During intraday trading, the PSX’s benchmark KSE-100 index gained a whopping 3,146.23 points to climb to 184,602.56 points, marking a positive change of 1.70%.
Out of 562 active companies, share prices of 375 advanced and of 67 declined while rates of 120 companies remained unchanged.
Economic analysts said the uptick offered some breathing space for the economy, even as the country continued to keep a close watch on external inflows and outflows.
Pakistan’s foreign exchange reserves inched up by $16 million over the past week, according to figures released by the State Bank of Pakistan.
The central bank said its official reserves rose from $16.0557 billion to $16.0718 billion, showing a modest gain during the week.
Overall, the country’s total reserves climbed to $21.2484 billion.
The State Bank also noted that commercial banks’ holdings went up by $5.6 million, reaching $5.1927 billion.
The central bank projects the FY26 current account deficit at 0–1% of GDP and sees reserves at $17.8 billion by June 2026 with planned official inflows.
A day earlier, the stock exchange dropped by over 1,100 points due to massive selling pressure.
The PSX had extended losses after recording an increase for a brief period as investors seemed cautious amid rising geopolitical tensions involving Iran.
During intraday trading, the KSE-100 index touched 183,717.53 due to strong buying in the early sessions before it turned bearish by losing 69.29 points to close at 182,500.52 points.
International officials have warned that US military intervention in Iran now appears likely and could take place within the next 24 hours amid sharply escalating tensions in the Middle East.
American, European and Israeli sources said preparations for possible action were under way as Washington began evacuating personnel from its major air base in Qatar.

-.-.-

## [Tasks]
a. In the market report, what total did the country's overall reserves climb to?
b. Turn the paragraph of the market report that begins "Out of 562 active companies" into a short list.
c. Reproduce word for word the stretch of the market report from "The State Bank also" through "massive selling pressure.".

-.-.-

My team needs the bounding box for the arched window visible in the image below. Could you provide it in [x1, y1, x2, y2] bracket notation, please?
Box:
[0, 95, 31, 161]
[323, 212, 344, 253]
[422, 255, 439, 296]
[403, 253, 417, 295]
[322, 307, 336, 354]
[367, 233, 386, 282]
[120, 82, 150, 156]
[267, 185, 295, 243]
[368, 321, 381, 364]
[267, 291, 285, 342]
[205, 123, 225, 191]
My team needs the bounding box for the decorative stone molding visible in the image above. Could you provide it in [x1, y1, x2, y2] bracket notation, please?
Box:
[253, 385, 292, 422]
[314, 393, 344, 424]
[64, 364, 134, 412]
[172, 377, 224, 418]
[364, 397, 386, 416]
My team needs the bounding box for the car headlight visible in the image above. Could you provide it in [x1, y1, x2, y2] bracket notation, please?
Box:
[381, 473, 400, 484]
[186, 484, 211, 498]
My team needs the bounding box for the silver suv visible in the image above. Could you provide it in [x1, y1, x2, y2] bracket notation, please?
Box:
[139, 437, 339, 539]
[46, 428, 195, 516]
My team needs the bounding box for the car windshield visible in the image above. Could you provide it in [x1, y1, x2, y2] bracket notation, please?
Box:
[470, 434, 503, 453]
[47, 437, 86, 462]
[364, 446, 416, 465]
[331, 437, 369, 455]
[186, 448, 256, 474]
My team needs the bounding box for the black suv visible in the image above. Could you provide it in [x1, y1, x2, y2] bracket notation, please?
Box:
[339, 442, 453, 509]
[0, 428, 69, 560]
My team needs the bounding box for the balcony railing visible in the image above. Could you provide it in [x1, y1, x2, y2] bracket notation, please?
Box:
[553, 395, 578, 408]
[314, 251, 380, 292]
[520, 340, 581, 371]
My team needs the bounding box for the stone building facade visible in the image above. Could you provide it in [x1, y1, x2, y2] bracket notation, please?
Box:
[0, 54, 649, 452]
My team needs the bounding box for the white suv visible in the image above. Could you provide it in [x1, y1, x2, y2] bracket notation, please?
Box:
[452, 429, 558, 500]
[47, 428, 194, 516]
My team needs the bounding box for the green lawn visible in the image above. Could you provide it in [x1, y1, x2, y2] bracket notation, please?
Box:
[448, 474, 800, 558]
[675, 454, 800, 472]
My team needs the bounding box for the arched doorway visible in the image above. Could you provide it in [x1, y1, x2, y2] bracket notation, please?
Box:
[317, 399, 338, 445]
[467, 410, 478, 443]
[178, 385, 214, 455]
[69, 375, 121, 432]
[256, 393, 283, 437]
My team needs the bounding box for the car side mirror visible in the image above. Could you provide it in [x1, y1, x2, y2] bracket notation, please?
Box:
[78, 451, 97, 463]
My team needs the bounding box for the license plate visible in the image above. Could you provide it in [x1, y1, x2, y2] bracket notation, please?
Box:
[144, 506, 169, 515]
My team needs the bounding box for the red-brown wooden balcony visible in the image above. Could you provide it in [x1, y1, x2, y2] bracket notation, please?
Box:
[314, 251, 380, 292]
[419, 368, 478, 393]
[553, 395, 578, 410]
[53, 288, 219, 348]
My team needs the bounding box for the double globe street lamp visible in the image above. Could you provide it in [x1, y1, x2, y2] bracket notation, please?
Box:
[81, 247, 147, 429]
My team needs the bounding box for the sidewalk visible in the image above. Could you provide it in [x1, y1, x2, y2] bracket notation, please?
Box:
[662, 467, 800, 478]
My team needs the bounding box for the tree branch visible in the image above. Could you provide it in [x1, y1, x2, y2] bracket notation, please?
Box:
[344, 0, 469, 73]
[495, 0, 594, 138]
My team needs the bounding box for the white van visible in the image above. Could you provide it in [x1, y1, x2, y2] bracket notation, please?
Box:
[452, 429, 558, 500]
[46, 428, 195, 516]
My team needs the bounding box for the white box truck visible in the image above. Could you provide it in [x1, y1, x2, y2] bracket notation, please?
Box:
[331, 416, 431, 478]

-.-.-

## [Responses in order]
a. $21.2484 billion

b.
- Active companies: 562
- Advanced: 375
- Declined: 67
- Unchanged: 120

c.
The State Bank also noted that commercial banks’ holdings went up by $5.6 million, reaching $5.1927 billion.
The central bank projects the FY26 current account deficit at 0–1% of GDP and sees reserves at $17.8 billion by June 2026 with planned official inflows.
A day earlier, the stock exchange dropped by over 1,100 points due to massive selling pressure.